— Set of tasks —
1 – In the ant lesson plan below, what temperature range should the cold ant farm stay in?
2 – Continue the ant lesson plan below, starting after its final sentence.

— Text —
## Start

Teach the children about the 3 different types of ants in the caste system. Give each student a copy of the handout provided to show the different morphological traits of each type of ant. Before you begin talking about the 3 types of ants, have the students tell you about what they know about ants. Let them tell you if they know how many types there are and the roles of the types they list.

Have a discussion with the students about the size of ant nests. Write down some of the common questions on the board about ants, so that you can answer these as you explain how large and complex ant nests can become.

Have the students take home the ant building assignment. Since this is a simple task, also have them list any additional questions that they have about how ants dig or the different types of ants. They should be able to list at least five questions for discussion in class. Most children will think there is only one type of ant. Have the children bring the paper back the next day, and turn it in. Then teach them the very basics about how heat affects the ants and makes them work faster. Tell them they will get to see this over the next week of class. After you have explained that ants are cold blooded, you should be able to guide them into a hypothesis for the test. You can have them turn in the ant building assignment later in the week or when the entire experiment is finished.

Suggested Hypothesis:

The ants in the warmer ant farm will tunnel throughout the soil faster than the ants in the cold ant farm.

Activity Part 2:

This will take the rest of the second days class period and the first few minutes of class for the next week.

Make sure you have constructed the ant farm habitats (container, loam, and thermometers) before the lesson begins, but don’t put any ants in yet. If you want, you can have the students help you build the ant farms in class, but this will most likely add an additional class period that was not accounted for in the original recommendation. Set up the two ant farms on the same side of the room, you don’t want one near a window and the other in the dark side. Make sure they are getting the same amount of light and are at the same ambient room temperature. Also, place them where they are not going to be disturbed.

Have the children place the ants in each habitat. Let the students feel the ants crawling on their skin and each student can place their own ant in one of the habitats. You can let one or two ants be used for a demonstration while you place the others in the habitats. You can let the demonstration ants crawl on the tables and the children can watch them and observe their behavior. Divide up all your ants evenly between the two containers. Then place some food on the soil in each container and add a little bit of water to make the loam slightly moist. You don’t want standing water in the ant farm and you also don’t want the ants to completely dry out. Then seal each ant farm with a ventilated lid. A piece of saran wrap and a rubber band works well for a lid. Make sure there are some very tiny holes in the lid.

Place one ant farm next to the heat lamp so the thermometer reaches between 80 and 90 degrees. Make sure that the children do not touch the heat lamp or get too close to it, they can easily get burned!! You will need to move the ant farm a little until you find the right spot. You don’t want to be too cold, but you definitely don’t want the ants to die if your farm is too hot. It would be best to have the lamp above the ant farm so it is casting an even amount of heat over the whole thing and so it is higher and more out of reach. Place a frozen 20 ounce water bottle inside the 1 liter bottle in the other ant farm, and place it a little ways away from the warmer farm. This will cool off this farm considerably. Make sure that none of the heat from the heat lamp is radiating onto the cold ant farm. You will have to replace the frozen bottle at the beginning and end of each day. You want the cold ant farm to stay in the 50-60 degree range.

## End

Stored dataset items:

## Start

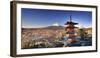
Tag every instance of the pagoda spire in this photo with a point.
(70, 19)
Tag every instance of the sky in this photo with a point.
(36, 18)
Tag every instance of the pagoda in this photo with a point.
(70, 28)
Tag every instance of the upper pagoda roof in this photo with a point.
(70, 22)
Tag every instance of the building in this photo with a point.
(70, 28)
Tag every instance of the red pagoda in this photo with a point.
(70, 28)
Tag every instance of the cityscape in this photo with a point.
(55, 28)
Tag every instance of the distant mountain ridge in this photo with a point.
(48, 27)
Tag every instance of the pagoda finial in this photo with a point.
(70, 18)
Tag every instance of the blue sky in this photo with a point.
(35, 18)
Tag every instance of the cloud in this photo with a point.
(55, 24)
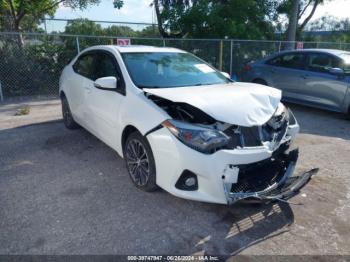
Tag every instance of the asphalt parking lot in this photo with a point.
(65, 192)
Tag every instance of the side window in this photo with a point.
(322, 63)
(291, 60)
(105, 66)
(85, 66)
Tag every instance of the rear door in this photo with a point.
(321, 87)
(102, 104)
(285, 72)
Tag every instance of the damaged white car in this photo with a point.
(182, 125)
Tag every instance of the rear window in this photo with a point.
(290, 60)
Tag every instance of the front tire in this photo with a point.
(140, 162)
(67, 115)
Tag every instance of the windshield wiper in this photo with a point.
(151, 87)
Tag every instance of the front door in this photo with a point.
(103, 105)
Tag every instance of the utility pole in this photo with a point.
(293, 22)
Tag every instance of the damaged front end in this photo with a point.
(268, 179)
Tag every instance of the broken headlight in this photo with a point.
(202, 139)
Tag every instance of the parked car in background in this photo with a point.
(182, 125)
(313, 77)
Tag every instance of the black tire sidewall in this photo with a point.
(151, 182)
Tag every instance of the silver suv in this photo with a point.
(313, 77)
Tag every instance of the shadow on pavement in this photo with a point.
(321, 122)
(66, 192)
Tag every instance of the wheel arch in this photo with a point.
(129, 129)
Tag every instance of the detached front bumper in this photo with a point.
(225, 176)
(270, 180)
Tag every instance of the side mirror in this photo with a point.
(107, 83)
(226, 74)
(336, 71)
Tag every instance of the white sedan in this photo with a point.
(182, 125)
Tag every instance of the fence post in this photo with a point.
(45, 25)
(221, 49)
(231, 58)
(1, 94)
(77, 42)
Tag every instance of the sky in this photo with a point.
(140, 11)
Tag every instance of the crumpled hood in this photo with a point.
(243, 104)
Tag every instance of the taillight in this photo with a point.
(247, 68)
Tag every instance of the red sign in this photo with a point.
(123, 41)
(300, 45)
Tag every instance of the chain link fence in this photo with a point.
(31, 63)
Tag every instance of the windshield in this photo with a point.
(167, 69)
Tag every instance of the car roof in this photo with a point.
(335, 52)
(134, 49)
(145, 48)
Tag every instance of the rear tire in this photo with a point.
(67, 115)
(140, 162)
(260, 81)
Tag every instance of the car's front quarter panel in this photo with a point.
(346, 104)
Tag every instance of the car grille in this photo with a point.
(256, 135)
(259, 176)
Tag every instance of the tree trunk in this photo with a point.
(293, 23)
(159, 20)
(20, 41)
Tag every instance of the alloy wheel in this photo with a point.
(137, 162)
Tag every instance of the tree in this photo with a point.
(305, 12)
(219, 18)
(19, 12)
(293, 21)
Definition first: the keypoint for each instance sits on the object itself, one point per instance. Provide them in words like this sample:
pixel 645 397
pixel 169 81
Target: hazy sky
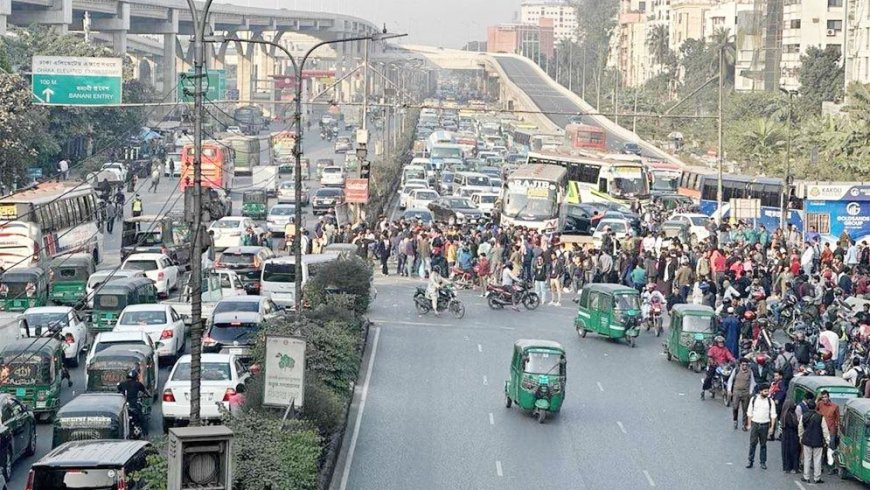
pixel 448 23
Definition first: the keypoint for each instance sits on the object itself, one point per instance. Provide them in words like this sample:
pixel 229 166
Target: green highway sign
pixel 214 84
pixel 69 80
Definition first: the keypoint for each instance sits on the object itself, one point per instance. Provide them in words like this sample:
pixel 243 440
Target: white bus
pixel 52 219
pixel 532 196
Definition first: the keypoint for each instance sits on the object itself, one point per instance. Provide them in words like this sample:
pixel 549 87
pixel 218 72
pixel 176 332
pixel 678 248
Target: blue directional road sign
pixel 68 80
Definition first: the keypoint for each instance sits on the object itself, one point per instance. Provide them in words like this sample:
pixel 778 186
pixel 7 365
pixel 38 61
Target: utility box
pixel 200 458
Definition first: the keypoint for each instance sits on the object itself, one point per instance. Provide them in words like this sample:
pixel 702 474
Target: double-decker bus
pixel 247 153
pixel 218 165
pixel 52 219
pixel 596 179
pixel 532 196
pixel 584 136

## End

— Response list —
1 – The cold ant farm should stay in the 50-60 degree range.

2 –
Feed and water each farm as needed for the next week. Always feed each farm the exact same type of food, and the same amount of food each time. Don’t give seeds to one farm and apples to the other. Remove any old food every couple of days so that mold does not begin to grow in the farms. The warmer ant farm should require more food and water. The warmer temperatures should make the ants eat more because they are able to work faster. Make sure you are putting the same amount of food in each ant farm even if the warmer ants eat more.

A helpful suggestion would be to place a dog treat, like a milkbone, in each farm at the beginning of the test. This way they will have enough food for the week, and you can see at the end of the week which farm ate more.

If you use something like sunflower seeds, you can easily count how many seeds each ant farm is eating. If you use fruit slices, it will be harder to measure because you will need to weigh out the fruit before and after each feeding to see how much was consumed. I would recommend using seeds instead of fruit so that a specific quantity can be counted each day. Your main goal during this week for each farm is recording how deep the ants have dug, for each separate ant farm, not how much food was eaten all week. You can keep track of how much food you feed each farm, and the amount of food eaten can lead to more discussions later.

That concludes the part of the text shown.